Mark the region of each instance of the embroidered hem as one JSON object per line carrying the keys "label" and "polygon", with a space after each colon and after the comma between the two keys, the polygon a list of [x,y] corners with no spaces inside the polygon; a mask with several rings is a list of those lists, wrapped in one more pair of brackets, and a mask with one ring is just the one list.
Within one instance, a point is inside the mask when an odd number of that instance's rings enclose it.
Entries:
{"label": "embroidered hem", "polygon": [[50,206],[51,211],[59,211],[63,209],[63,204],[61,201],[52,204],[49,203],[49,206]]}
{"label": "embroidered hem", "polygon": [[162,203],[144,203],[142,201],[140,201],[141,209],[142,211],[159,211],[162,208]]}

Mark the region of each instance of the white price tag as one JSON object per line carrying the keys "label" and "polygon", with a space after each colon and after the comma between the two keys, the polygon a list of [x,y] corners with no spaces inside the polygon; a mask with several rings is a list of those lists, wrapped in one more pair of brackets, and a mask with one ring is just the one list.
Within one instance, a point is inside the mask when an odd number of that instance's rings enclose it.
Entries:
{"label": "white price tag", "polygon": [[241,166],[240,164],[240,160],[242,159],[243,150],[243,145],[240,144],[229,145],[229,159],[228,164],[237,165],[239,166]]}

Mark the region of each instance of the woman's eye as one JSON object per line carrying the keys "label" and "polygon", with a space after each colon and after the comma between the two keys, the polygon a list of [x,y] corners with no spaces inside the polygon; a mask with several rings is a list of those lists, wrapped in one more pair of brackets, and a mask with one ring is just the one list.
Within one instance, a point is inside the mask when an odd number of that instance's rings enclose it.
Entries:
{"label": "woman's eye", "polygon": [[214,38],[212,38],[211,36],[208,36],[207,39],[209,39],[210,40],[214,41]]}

━━━━

## Task directions
Reproduce the material above word for word, from the line containing "Mark the region of each instance of the white" through the last line of the material.

## Solved problem
Mark the region of each instance of the white price tag as one JSON object per line carrying the keys "label" and "polygon", with a space after each colon and after the comma between the two keys, the polygon a list of [x,y] corners with no spaces inside the polygon; a mask with several rings is a list of those lists, wrapped in one more pair of brackets, and a mask with one ring is just the one list.
Within one instance, a point is inside the mask when an odd number of that instance's rings enclose it.
Entries:
{"label": "white price tag", "polygon": [[241,166],[240,164],[240,160],[242,159],[243,150],[243,145],[240,144],[229,145],[229,159],[228,164],[237,165],[239,166]]}

Mark the region of each instance of the woman's eye as one JSON object per line carrying the keys "label" and "polygon", with a space after each colon and after the comma between the two keys, the polygon a list of [x,y] corners with no spaces inside the polygon; a mask with several rings is a list of those lists, wrapped in one more pair of brackets, and a mask with one ring is just the one list.
Within one instance, a point is inside the mask when an odd number of that instance's rings enclose it.
Entries:
{"label": "woman's eye", "polygon": [[214,38],[212,38],[211,36],[208,36],[207,39],[209,39],[210,40],[214,41]]}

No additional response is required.